#### [Dataset records]
_ _ _
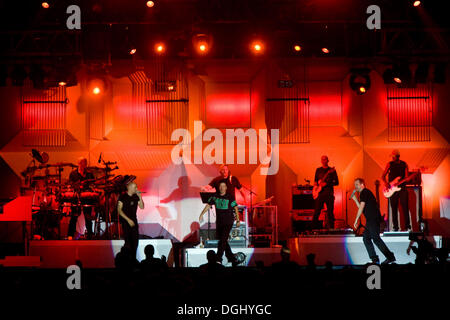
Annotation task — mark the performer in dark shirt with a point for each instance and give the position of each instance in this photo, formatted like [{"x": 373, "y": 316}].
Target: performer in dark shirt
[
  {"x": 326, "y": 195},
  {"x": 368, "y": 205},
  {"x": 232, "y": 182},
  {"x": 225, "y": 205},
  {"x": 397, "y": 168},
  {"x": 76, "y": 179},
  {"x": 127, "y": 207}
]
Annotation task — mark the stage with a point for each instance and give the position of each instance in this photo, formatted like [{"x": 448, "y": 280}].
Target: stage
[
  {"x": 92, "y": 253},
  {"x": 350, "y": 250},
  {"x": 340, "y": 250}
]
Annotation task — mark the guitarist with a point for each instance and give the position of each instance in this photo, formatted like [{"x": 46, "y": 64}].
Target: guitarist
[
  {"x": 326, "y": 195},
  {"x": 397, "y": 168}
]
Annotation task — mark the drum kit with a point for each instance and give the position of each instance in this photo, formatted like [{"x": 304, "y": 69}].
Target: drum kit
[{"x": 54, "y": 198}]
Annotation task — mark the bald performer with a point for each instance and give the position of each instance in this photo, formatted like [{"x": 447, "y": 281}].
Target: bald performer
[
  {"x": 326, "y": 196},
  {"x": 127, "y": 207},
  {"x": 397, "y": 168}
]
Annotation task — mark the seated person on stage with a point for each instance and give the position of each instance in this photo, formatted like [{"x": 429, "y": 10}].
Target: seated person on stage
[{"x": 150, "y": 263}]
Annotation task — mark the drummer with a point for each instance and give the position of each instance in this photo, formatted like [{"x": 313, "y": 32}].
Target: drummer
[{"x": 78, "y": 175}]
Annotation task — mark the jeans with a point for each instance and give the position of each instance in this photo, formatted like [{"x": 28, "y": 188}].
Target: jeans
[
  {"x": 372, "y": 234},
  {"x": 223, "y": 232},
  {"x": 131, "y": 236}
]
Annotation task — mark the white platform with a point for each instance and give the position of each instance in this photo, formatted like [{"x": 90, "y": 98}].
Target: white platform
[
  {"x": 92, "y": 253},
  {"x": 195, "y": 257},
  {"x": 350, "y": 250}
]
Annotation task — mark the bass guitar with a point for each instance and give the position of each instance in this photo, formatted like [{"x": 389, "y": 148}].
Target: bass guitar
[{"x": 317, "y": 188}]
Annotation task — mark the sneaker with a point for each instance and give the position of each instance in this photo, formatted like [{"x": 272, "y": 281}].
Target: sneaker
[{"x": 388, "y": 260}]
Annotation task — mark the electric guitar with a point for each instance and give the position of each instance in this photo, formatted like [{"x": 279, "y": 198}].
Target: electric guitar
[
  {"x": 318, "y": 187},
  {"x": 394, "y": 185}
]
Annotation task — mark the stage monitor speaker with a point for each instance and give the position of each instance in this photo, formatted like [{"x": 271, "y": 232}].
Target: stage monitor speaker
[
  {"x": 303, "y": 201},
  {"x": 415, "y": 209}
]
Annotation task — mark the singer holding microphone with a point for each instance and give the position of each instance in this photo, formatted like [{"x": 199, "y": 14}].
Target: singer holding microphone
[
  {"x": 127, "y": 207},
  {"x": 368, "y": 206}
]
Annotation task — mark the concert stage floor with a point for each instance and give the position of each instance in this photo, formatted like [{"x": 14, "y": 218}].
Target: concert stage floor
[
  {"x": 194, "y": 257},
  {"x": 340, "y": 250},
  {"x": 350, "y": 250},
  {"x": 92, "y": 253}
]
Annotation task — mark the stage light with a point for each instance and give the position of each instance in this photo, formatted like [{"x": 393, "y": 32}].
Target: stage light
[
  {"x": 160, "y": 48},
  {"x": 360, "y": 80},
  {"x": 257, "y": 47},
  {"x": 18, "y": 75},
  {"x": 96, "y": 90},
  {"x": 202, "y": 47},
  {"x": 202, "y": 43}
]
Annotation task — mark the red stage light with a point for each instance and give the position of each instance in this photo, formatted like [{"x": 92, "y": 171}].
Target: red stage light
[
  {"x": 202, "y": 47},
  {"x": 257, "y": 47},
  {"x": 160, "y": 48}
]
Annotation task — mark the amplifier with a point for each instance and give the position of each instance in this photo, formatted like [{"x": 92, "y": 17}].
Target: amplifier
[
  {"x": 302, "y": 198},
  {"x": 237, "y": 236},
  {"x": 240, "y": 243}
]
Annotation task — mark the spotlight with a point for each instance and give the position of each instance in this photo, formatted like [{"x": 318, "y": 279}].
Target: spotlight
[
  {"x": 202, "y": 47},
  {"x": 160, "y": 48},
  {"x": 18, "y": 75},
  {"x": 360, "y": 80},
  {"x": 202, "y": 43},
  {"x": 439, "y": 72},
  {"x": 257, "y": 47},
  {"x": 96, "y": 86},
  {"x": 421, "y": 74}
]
_ _ _
#### [Do this]
Copy the records above verbatim, covering all of them, and leave out the pictures.

#### [Output of the exercise]
Annotation task — mark the performer in dark shirt with a point for each instance and give the position of each instance in this photo, formatted like [{"x": 373, "y": 316}].
Target: performer in dark shirt
[
  {"x": 326, "y": 195},
  {"x": 368, "y": 205},
  {"x": 232, "y": 182},
  {"x": 225, "y": 205},
  {"x": 397, "y": 168},
  {"x": 76, "y": 179},
  {"x": 127, "y": 207}
]
Annotation task — mark the stage with a point for each instance and give the position of each instance in this photo, formatted like [{"x": 448, "y": 280}].
Target: stage
[
  {"x": 92, "y": 253},
  {"x": 350, "y": 250},
  {"x": 340, "y": 250}
]
Annotation task — mark the guitarist with a point for each instance and give the position of each instance in this photo, formatted like [{"x": 46, "y": 64}].
Target: guitarist
[
  {"x": 326, "y": 195},
  {"x": 397, "y": 168}
]
Annotation task — mark the drum kit with a point for each instance and give the position of each instance in this photo, formatted like [{"x": 304, "y": 69}].
Target: drum kit
[{"x": 54, "y": 198}]
Annotation task — mark the bald performer with a point for each instance and give the position of each instance in this photo, formatted like [{"x": 447, "y": 281}].
Target: bald performer
[
  {"x": 326, "y": 196},
  {"x": 127, "y": 207},
  {"x": 397, "y": 168}
]
Annotation task — mark the seated person on stage with a point for each instance and give the position of each instance in this photo, formatted like [{"x": 429, "y": 10}].
Target: seated person on stage
[{"x": 150, "y": 263}]
Annotation task — mark the drummer with a point for each instance and give the position of each instance in this photo, formatted like [{"x": 313, "y": 32}].
Target: drummer
[{"x": 78, "y": 175}]
Annotation task — mark the jeans with a point for each instance and give the position of each instance in this photo, formatted like [{"x": 28, "y": 188}].
Target: jeans
[
  {"x": 372, "y": 234},
  {"x": 223, "y": 232},
  {"x": 131, "y": 236}
]
Annotation task — mark the white platform with a point for each instance and give the position of each instance in this photo, formatted like [{"x": 90, "y": 98}].
Target: white platform
[
  {"x": 92, "y": 253},
  {"x": 195, "y": 257},
  {"x": 350, "y": 250}
]
Annotation task — mark the bass guitar with a point for each instance and give the position of each instance in this photo, formatted like [{"x": 389, "y": 148}].
Target: bass guitar
[{"x": 317, "y": 188}]
Annotation task — mark the sneaker with a point for each instance and give the position of each instance in this photo, formatted like [{"x": 272, "y": 281}].
Target: sneaker
[{"x": 388, "y": 260}]
Annotation task — mark the electric guitar with a point for each instance and give the position of each instance in this photo, formatted like [{"x": 279, "y": 198}].
Target: electric guitar
[
  {"x": 318, "y": 187},
  {"x": 394, "y": 185}
]
Annotation task — mark the stage monitor speaker with a point for each instance and give the position of each instance in this photo, formatted like [{"x": 271, "y": 232}].
Target: stage monitor speaker
[
  {"x": 303, "y": 201},
  {"x": 415, "y": 209}
]
Annotation task — mark the singer holding microphone with a point for each instance and give the position of each instance in this photo, formatted like [{"x": 199, "y": 14}].
Target: singer holding microphone
[
  {"x": 127, "y": 207},
  {"x": 368, "y": 206}
]
Annotation task — mark the concert stage floor with a point for each instance and give the position of each instance in this photo, formatted like [{"x": 14, "y": 218}].
Target: concert stage floor
[
  {"x": 194, "y": 257},
  {"x": 340, "y": 250},
  {"x": 350, "y": 250},
  {"x": 92, "y": 253}
]
Annotation task — mark the stage light with a point for each instance and give the position of each instance in this photo, formatted like [{"x": 393, "y": 32}].
Target: stage light
[
  {"x": 160, "y": 48},
  {"x": 360, "y": 80},
  {"x": 257, "y": 47},
  {"x": 18, "y": 75},
  {"x": 96, "y": 90},
  {"x": 202, "y": 47},
  {"x": 202, "y": 43}
]
Annotation task — mark the red stage light with a point for each instance and give the position of each instance in this photo, formatted like [{"x": 92, "y": 171}].
Target: red stage light
[
  {"x": 202, "y": 47},
  {"x": 257, "y": 47},
  {"x": 160, "y": 48}
]
Annotation task — mark the amplifier with a point for each instance and give the position of each instance in this photo, formatted like [{"x": 92, "y": 17}].
Target: amplifier
[
  {"x": 302, "y": 198},
  {"x": 237, "y": 236},
  {"x": 240, "y": 243}
]
Annotation task — mark the spotlight with a point for each instance and give the position of each instance in this photo, formatted like [{"x": 318, "y": 279}].
Target: spotlight
[
  {"x": 202, "y": 47},
  {"x": 160, "y": 48},
  {"x": 18, "y": 75},
  {"x": 360, "y": 80},
  {"x": 202, "y": 43},
  {"x": 439, "y": 72},
  {"x": 257, "y": 47},
  {"x": 96, "y": 86},
  {"x": 421, "y": 74}
]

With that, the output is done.